Problem statement:
Could you repeat, word for word, only the lines from the one containing "Query: seafront building" through the final line of the records below?

(Region pointing data)
━━━━━━━━━━━━━━━━━━━━━━━━━━━━━━
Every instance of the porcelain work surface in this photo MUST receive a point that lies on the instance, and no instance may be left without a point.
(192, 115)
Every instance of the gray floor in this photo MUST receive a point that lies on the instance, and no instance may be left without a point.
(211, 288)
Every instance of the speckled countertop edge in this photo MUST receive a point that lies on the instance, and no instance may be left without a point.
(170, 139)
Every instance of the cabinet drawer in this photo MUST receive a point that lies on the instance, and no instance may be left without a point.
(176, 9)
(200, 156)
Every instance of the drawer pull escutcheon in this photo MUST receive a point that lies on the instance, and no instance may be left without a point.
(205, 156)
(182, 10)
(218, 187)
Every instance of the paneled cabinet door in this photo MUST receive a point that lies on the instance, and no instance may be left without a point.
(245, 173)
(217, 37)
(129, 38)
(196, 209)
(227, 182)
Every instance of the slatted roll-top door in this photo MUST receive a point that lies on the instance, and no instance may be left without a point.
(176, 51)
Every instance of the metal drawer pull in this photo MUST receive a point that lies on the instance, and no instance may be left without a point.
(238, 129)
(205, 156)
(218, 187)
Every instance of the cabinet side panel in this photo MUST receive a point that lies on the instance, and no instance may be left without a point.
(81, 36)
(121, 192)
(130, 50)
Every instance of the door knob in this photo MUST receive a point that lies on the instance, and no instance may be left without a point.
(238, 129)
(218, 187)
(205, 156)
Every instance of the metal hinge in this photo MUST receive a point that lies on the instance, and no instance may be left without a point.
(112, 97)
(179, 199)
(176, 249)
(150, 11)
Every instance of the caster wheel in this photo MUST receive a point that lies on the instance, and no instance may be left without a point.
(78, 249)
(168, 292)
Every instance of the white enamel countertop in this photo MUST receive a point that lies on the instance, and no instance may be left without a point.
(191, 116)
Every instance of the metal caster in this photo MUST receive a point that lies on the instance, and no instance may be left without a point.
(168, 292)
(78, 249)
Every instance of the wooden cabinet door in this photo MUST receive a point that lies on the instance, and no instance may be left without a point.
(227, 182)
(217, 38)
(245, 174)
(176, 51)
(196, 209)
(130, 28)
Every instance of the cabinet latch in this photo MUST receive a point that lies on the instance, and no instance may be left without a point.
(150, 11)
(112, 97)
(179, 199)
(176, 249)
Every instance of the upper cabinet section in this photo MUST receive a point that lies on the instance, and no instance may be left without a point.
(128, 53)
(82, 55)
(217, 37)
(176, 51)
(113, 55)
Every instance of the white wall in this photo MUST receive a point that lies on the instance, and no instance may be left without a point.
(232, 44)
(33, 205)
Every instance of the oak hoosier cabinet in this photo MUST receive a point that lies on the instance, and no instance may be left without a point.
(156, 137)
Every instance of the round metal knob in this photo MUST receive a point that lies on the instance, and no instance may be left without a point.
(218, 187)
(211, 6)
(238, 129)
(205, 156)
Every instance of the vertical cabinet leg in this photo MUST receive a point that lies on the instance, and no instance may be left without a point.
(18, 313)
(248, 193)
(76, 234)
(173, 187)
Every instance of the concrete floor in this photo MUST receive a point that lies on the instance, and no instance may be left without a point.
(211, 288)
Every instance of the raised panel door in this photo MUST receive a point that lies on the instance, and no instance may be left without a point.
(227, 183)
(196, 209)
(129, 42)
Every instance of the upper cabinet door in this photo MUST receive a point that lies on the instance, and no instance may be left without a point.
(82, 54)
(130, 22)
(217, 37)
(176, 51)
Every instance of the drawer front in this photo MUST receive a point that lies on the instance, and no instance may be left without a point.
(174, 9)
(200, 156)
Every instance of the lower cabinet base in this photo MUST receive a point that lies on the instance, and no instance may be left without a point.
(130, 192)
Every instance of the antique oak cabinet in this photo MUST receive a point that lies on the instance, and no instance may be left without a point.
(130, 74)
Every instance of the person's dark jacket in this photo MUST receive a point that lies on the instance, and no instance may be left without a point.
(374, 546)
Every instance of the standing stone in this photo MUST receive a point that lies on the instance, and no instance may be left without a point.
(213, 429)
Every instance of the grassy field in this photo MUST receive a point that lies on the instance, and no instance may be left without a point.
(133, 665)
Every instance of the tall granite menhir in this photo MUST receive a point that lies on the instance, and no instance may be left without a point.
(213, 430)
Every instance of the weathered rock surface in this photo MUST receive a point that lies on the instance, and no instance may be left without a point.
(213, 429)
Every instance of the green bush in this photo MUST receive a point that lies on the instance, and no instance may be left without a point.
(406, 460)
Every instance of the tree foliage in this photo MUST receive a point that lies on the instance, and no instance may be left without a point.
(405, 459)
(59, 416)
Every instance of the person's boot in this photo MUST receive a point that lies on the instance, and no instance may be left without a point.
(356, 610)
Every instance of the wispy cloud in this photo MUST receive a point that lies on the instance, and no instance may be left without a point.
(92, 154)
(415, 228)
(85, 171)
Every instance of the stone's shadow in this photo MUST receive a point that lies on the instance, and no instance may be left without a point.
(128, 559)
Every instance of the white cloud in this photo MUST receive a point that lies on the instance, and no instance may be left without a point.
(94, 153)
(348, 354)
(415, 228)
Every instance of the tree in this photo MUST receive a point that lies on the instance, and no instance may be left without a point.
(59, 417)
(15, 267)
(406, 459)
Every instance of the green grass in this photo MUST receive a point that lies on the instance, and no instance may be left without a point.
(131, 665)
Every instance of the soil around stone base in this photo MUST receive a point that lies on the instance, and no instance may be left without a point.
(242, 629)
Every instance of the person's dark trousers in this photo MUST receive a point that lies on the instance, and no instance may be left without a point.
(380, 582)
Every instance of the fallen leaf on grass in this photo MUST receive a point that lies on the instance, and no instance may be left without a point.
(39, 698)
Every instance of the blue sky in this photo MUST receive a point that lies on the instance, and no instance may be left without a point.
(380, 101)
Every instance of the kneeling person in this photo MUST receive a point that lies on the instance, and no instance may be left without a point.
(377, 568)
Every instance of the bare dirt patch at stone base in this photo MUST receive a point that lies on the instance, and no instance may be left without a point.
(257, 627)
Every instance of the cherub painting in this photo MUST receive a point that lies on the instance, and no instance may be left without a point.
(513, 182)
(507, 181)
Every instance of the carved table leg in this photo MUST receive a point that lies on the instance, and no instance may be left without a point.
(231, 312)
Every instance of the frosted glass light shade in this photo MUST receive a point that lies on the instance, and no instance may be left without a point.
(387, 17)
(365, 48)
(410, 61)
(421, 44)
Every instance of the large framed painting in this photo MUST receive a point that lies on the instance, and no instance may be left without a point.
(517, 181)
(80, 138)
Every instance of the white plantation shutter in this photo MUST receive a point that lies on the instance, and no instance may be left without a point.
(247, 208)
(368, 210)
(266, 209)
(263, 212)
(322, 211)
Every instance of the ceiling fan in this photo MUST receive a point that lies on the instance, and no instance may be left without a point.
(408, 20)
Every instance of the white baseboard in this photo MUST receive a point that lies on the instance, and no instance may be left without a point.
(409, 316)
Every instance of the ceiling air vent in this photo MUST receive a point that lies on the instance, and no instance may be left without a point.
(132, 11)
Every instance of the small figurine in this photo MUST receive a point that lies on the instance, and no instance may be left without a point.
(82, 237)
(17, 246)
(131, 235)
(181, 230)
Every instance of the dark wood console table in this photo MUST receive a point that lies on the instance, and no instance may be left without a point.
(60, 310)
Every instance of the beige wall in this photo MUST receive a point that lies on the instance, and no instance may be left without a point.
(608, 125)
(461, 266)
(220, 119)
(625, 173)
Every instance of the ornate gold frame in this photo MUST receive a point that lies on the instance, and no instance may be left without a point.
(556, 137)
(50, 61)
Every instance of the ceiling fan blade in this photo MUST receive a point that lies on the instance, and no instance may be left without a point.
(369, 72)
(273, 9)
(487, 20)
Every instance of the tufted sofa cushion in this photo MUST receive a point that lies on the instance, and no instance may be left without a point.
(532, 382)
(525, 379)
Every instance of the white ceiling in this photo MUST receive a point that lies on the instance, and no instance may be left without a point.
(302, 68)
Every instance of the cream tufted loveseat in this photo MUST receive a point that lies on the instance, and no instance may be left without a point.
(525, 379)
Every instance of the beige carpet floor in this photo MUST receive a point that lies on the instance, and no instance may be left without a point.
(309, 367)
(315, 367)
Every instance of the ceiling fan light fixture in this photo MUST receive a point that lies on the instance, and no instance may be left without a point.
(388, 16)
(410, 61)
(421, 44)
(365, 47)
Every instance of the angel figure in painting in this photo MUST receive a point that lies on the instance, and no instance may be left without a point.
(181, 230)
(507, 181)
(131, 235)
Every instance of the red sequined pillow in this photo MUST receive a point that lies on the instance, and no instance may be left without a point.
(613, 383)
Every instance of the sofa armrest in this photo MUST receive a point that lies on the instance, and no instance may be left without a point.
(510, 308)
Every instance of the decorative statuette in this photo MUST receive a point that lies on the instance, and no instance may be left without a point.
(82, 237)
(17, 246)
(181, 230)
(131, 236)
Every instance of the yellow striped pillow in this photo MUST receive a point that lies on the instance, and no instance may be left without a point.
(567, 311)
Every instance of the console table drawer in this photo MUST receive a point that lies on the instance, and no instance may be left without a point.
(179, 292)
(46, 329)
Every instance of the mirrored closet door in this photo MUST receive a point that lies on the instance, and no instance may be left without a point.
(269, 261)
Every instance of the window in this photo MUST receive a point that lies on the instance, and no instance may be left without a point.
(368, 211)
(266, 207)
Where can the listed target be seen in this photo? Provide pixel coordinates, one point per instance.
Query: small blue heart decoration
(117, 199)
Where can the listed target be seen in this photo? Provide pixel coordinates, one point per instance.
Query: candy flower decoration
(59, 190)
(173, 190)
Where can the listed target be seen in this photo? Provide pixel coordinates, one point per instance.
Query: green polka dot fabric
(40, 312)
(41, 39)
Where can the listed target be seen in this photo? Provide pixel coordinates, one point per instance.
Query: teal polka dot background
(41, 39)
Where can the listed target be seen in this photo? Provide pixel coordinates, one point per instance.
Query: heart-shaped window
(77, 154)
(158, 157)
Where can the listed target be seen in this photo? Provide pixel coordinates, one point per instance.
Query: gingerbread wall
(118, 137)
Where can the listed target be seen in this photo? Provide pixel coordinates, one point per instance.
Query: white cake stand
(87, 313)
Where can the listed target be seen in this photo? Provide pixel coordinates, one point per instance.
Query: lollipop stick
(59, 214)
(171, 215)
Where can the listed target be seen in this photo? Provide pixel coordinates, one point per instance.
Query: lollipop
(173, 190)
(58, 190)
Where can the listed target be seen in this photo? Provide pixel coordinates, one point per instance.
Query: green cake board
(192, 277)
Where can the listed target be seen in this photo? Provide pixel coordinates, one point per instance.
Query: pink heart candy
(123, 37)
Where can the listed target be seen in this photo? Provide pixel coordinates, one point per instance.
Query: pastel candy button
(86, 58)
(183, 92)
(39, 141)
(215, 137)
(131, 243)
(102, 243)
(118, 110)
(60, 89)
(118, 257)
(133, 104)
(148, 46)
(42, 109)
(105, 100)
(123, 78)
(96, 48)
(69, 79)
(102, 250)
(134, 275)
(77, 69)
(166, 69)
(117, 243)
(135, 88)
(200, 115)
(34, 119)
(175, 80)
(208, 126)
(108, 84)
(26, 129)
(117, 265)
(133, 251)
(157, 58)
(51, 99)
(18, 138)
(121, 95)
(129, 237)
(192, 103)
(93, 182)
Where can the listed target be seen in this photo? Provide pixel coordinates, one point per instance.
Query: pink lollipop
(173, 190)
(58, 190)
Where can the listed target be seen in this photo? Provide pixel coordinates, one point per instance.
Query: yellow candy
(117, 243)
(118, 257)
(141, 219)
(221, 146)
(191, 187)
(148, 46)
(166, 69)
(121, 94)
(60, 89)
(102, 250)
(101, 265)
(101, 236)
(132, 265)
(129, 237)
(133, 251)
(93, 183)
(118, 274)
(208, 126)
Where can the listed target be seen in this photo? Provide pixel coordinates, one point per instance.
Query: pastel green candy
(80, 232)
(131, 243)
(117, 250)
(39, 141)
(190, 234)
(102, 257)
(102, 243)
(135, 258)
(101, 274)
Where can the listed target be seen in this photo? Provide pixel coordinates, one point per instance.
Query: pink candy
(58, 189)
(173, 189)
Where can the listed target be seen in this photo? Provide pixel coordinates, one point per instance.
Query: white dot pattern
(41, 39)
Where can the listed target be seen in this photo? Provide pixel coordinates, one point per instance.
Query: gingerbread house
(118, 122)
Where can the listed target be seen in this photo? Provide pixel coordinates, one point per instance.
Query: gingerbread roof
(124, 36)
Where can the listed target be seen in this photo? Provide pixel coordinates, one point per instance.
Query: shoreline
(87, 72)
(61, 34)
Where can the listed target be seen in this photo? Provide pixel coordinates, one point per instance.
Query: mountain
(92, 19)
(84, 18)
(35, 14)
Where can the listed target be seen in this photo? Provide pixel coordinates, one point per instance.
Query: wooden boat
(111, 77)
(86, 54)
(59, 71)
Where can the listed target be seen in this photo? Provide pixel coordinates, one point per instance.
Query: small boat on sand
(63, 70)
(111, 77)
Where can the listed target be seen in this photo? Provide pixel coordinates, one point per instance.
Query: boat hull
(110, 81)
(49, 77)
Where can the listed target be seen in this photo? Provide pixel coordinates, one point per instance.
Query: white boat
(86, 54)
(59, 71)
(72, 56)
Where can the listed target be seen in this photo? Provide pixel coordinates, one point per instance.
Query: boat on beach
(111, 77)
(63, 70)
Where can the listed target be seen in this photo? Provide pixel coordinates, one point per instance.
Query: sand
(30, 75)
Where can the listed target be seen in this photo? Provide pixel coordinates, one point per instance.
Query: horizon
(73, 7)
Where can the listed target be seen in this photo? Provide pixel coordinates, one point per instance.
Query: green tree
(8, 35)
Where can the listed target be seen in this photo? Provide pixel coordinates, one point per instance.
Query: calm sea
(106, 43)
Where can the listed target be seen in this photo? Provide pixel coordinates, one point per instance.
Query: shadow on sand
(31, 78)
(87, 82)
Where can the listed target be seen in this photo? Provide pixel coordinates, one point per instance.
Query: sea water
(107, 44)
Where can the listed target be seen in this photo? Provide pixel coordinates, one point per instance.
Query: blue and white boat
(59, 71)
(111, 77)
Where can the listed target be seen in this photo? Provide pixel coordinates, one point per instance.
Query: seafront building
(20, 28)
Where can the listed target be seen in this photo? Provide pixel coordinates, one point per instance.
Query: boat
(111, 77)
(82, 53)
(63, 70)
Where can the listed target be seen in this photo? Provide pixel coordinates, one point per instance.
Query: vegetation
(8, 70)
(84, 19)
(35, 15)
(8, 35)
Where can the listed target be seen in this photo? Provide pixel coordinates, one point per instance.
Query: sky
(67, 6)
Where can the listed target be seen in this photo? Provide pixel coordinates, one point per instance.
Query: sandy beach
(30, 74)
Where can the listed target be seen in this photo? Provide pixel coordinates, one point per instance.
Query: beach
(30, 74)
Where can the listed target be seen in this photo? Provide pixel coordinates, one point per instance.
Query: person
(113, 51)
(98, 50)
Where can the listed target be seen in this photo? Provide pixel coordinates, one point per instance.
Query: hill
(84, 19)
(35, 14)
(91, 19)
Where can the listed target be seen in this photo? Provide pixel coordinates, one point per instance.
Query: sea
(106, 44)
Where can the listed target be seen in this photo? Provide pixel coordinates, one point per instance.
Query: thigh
━━━━━━━━━━━━━━━━━━━━━━━━━━━━━━
The completed task:
Query: seafront building
(20, 28)
Where can the listed target be seen in this photo? Provide pixel coordinates, one point per instance.
Query: boat
(111, 77)
(82, 53)
(63, 70)
Where can the listed target be seen in this photo? Provide pixel coordinates, one point per instance.
Query: vegetation
(8, 70)
(84, 19)
(35, 15)
(8, 35)
Where can the listed target be seen in this photo? Provide pixel coordinates, one point per instance.
Query: sky
(67, 6)
Where can the listed target be seen in this photo? Provide pixel coordinates, one point per instance.
Query: sandy beach
(30, 74)
Where can the listed target be seen in this photo? Provide pixel coordinates, one point per instance.
Query: beach
(30, 74)
Where can the listed target be seen in this photo? Provide pixel coordinates, one point per instance.
Query: person
(113, 51)
(98, 50)
Where can the listed target be seen in this photo? Provide pixel coordinates, one point per instance.
Query: hill
(84, 19)
(35, 14)
(91, 19)
Where can the listed target be seen in this photo? Provide pixel coordinates, one point per instance.
Query: sea
(106, 44)
Where can the listed target be seen in this photo? Provide pixel coordinates, one point per instance.
Query: thigh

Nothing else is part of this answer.